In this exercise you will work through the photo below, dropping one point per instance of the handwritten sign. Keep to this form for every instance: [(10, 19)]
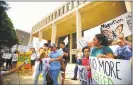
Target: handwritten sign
[(110, 71), (7, 55), (121, 25)]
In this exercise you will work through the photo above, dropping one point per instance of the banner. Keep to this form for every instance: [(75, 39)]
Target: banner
[(121, 25), (111, 71)]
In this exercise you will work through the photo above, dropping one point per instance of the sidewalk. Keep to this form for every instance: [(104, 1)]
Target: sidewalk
[(27, 79)]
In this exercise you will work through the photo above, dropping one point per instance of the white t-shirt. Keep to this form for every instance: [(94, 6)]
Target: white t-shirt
[(14, 57), (33, 56)]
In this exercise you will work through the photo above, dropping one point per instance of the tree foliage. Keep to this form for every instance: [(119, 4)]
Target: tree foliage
[(7, 33)]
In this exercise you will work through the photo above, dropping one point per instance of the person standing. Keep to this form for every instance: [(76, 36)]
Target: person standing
[(86, 63), (14, 59), (65, 60), (9, 61), (40, 67), (54, 68), (33, 57), (78, 62)]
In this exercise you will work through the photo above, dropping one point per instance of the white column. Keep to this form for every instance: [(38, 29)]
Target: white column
[(53, 37), (31, 38), (78, 27), (70, 48), (40, 35), (128, 5)]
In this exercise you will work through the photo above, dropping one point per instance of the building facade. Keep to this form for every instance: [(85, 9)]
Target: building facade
[(73, 18), (23, 37)]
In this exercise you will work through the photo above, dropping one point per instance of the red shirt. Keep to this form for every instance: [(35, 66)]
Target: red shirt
[(85, 62)]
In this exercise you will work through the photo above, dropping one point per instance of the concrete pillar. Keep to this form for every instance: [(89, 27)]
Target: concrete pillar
[(53, 37), (70, 48), (128, 5), (56, 40), (31, 38), (40, 35), (78, 27)]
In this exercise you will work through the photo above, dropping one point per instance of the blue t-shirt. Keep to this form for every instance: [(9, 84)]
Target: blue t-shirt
[(123, 52), (103, 50), (55, 64)]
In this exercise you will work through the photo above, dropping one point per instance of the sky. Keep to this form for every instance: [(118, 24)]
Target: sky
[(25, 15)]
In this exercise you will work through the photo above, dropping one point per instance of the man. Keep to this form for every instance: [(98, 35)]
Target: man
[(65, 57)]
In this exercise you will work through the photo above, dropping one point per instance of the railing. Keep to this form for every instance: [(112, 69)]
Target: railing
[(57, 13)]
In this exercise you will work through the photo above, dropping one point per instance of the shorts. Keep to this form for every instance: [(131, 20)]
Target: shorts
[(32, 62)]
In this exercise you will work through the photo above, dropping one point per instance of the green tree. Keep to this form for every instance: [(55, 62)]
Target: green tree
[(7, 33)]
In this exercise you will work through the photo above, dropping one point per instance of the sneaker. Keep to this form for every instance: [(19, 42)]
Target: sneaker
[(74, 79)]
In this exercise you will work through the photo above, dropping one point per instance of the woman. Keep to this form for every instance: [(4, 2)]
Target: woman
[(14, 59), (55, 58), (33, 57), (40, 67), (86, 63), (101, 49)]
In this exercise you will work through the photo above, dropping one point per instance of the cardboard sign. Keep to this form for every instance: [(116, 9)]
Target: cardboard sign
[(111, 71), (121, 25)]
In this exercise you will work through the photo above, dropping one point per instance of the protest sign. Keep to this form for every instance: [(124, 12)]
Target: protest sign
[(22, 48), (7, 55), (121, 25), (110, 71), (66, 40)]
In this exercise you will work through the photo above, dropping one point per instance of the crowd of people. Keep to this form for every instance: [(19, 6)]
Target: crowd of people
[(51, 60), (99, 48)]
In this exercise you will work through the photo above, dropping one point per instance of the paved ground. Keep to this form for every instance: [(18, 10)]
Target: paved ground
[(27, 79)]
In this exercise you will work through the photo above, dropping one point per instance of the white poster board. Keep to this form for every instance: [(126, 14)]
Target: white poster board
[(121, 25), (111, 71)]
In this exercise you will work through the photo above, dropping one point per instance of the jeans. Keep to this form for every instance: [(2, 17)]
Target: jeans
[(38, 71), (54, 75)]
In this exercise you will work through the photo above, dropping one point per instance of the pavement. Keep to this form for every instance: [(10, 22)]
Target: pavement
[(24, 78)]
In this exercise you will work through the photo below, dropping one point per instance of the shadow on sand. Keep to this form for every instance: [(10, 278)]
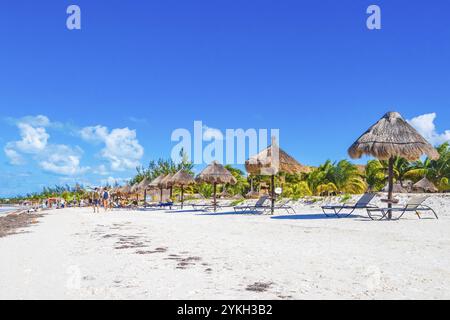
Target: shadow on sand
[(316, 216), (232, 213)]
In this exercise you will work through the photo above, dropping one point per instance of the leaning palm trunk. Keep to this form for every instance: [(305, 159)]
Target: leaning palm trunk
[(389, 138)]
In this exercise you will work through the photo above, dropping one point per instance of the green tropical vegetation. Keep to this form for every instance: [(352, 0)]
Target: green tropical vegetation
[(330, 178)]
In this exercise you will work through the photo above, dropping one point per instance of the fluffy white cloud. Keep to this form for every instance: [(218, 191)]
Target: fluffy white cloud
[(63, 160), (122, 149), (211, 133), (57, 159), (14, 157), (112, 181), (424, 124), (34, 140), (94, 134), (36, 121)]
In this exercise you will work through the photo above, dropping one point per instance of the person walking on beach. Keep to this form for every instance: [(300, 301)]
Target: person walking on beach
[(96, 201), (106, 197)]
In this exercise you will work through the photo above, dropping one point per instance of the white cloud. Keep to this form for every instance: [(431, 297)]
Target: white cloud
[(424, 124), (57, 159), (112, 181), (94, 134), (34, 139), (36, 121), (211, 133), (14, 157), (102, 170), (122, 149), (62, 160)]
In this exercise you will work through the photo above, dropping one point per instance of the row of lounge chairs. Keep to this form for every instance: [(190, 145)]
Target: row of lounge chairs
[(376, 213), (340, 211)]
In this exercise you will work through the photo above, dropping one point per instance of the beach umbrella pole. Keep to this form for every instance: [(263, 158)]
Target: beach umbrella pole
[(145, 197), (182, 197), (391, 186), (215, 203), (272, 209)]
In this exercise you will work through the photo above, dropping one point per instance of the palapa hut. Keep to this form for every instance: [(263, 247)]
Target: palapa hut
[(182, 179), (166, 183), (397, 188), (272, 161), (156, 184), (216, 174), (142, 187), (389, 138), (425, 185)]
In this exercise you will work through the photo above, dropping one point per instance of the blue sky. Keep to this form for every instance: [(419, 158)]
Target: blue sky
[(140, 69)]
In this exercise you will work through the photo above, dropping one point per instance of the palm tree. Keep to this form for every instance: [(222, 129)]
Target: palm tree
[(437, 171), (331, 178)]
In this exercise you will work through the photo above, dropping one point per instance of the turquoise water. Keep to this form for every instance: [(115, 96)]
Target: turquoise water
[(6, 210)]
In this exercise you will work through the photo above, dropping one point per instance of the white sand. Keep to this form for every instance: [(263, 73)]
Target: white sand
[(71, 254)]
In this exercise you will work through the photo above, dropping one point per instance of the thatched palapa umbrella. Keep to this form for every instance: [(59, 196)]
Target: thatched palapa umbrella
[(143, 186), (425, 185), (182, 179), (271, 161), (216, 174), (166, 183), (389, 138), (156, 184)]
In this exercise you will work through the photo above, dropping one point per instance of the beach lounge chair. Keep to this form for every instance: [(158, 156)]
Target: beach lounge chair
[(414, 205), (283, 205), (257, 206), (208, 205), (344, 211)]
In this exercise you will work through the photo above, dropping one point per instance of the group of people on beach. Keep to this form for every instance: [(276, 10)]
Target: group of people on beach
[(101, 197)]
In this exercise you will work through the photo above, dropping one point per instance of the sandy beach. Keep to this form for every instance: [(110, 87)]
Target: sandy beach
[(75, 254)]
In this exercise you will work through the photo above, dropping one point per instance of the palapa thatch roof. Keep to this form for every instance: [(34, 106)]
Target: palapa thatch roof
[(253, 195), (125, 189), (266, 162), (143, 185), (425, 185), (398, 188), (216, 173), (156, 183), (182, 178), (166, 182), (392, 136)]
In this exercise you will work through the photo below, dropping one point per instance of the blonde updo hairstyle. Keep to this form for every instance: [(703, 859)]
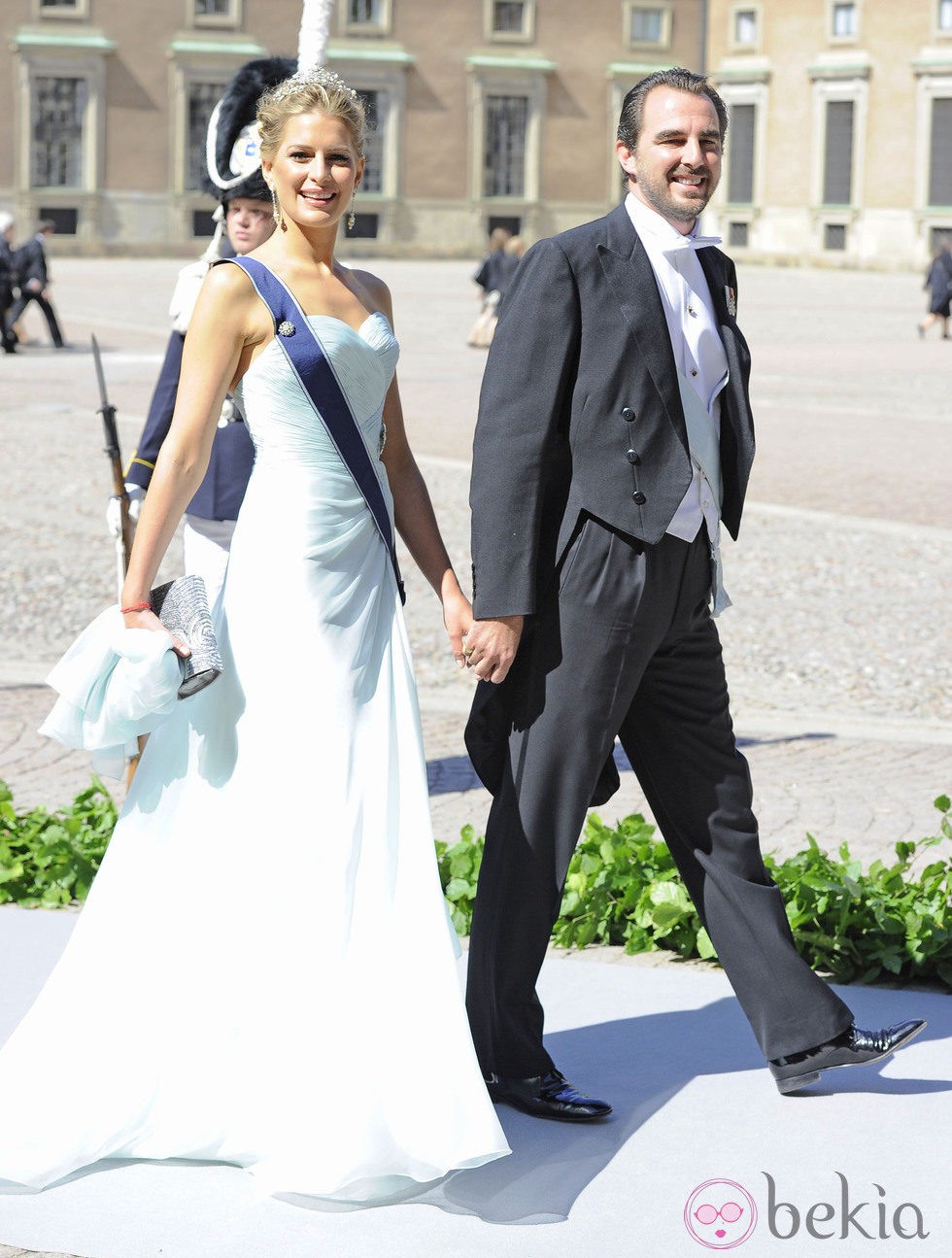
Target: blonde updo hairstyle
[(323, 93)]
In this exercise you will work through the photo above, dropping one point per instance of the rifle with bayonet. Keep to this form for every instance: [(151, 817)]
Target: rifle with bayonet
[(123, 538)]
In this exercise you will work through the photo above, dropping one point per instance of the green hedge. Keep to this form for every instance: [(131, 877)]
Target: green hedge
[(623, 887), (48, 860), (891, 922)]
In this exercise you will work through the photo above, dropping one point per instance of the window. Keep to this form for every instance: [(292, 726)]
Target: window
[(837, 156), (508, 17), (648, 25), (509, 20), (746, 28), (56, 139), (845, 21), (366, 226), (504, 152), (509, 222), (376, 106), (217, 13), (365, 17), (739, 154), (203, 98), (939, 148)]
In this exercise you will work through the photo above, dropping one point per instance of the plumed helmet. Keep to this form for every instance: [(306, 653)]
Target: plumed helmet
[(234, 163)]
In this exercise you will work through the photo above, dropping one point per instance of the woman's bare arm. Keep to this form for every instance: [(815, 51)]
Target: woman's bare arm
[(213, 358)]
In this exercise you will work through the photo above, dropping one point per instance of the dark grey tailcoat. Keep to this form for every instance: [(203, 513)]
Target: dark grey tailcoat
[(552, 443), (580, 463)]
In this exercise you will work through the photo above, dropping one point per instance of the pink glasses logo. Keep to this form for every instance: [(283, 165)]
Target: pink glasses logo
[(720, 1214)]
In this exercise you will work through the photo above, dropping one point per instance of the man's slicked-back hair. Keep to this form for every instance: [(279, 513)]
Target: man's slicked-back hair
[(681, 80)]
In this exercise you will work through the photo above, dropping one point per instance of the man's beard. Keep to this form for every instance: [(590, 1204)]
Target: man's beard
[(658, 195)]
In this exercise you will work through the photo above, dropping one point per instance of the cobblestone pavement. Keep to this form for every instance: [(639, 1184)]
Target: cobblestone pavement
[(839, 640)]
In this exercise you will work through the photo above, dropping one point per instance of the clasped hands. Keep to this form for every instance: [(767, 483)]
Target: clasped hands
[(490, 647)]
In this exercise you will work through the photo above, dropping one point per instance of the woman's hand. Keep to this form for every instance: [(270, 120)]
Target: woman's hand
[(458, 618), (148, 619), (492, 645)]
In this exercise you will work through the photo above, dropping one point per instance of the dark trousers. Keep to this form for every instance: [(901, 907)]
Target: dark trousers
[(20, 305), (628, 647)]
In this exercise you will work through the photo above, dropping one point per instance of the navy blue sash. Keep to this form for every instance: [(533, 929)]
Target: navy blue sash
[(319, 380)]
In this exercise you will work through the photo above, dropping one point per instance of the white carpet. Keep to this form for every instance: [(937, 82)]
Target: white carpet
[(673, 1053)]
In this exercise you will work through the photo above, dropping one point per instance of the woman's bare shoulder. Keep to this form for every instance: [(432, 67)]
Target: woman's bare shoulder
[(375, 292)]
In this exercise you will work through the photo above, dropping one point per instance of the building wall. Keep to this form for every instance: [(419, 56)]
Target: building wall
[(436, 75), (898, 59)]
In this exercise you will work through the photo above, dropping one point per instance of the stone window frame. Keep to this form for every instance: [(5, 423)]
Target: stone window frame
[(487, 78), (831, 85), (365, 29), (509, 37), (931, 81), (666, 11), (185, 71), (756, 93), (62, 62), (733, 43), (80, 9), (229, 20), (938, 30), (390, 77), (832, 5)]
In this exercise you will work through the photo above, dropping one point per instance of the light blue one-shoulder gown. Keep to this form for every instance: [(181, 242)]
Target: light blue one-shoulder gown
[(263, 972)]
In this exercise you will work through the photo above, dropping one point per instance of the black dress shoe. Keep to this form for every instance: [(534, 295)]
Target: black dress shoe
[(547, 1096), (854, 1047)]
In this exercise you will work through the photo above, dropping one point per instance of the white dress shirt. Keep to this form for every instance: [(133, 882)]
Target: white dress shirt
[(698, 350)]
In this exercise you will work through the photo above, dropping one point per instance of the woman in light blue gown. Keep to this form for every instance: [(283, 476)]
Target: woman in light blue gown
[(263, 972)]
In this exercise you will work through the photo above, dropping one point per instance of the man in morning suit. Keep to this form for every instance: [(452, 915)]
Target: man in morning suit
[(614, 438)]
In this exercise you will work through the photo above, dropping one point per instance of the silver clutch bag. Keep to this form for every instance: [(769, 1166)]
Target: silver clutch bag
[(183, 606)]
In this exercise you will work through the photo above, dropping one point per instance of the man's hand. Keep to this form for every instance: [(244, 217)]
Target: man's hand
[(491, 647), (114, 512)]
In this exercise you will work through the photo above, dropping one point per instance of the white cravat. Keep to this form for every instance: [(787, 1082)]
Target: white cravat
[(699, 357)]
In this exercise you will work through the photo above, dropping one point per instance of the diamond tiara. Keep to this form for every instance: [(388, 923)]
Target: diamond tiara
[(317, 77)]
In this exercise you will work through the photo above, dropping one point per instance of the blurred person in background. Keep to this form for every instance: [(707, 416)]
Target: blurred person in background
[(938, 282), (490, 277), (34, 281), (7, 280)]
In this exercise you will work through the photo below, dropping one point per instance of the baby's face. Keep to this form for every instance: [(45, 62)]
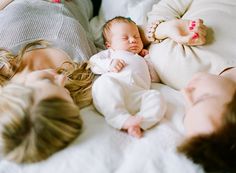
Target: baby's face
[(206, 98), (125, 36)]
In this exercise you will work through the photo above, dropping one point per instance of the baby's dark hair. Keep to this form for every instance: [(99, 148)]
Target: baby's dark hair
[(107, 26), (216, 152)]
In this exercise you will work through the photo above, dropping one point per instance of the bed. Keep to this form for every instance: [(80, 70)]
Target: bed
[(102, 149)]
---------------
Copy the items from the line containing "instance: [(126, 14)]" through the line containing "[(330, 178)]", leaving out the pictures and keeping the requests unchanged. Scale every point coordinate in the answers by 0.75 and round to whole numbers, with halves going up; don't change the numbers in the requests or their format samples.

* Right answer
In this exercise you will work through the photo above, dropping one point per instance of the white poster board. Keep to this form for every instance: [(126, 14)]
Target: white poster board
[(91, 19), (83, 53)]
In this exercise you will work through the photo above, dropping one point per instance of the jeans. Keep to this form for every instance: [(2, 17)]
Target: jeans
[(29, 53), (41, 56)]
In this exercise you will work through the photo above, dropping one point per instance of the pavement. Keep to this form for every instance: [(10, 22)]
Target: pavement
[(18, 59)]
In this exercise you will work through the photo below, dropping one point per instance of the shadow on sand. Keep to this form for every instance: [(10, 278)]
Target: shadow on sand
[(237, 162), (174, 160)]
In this exercise you will work through the photo above, dropping one point per instance of the leaning palm trunk. Keep to this form for every instance: [(305, 159)]
Target: leaning palm trunk
[(292, 104)]
In this exercise you will work through the photo above, dropping one point per instance of the green tropical vegetation. Keep to this form for every instance: [(352, 0)]
Target: green tropical vegetation
[(248, 134)]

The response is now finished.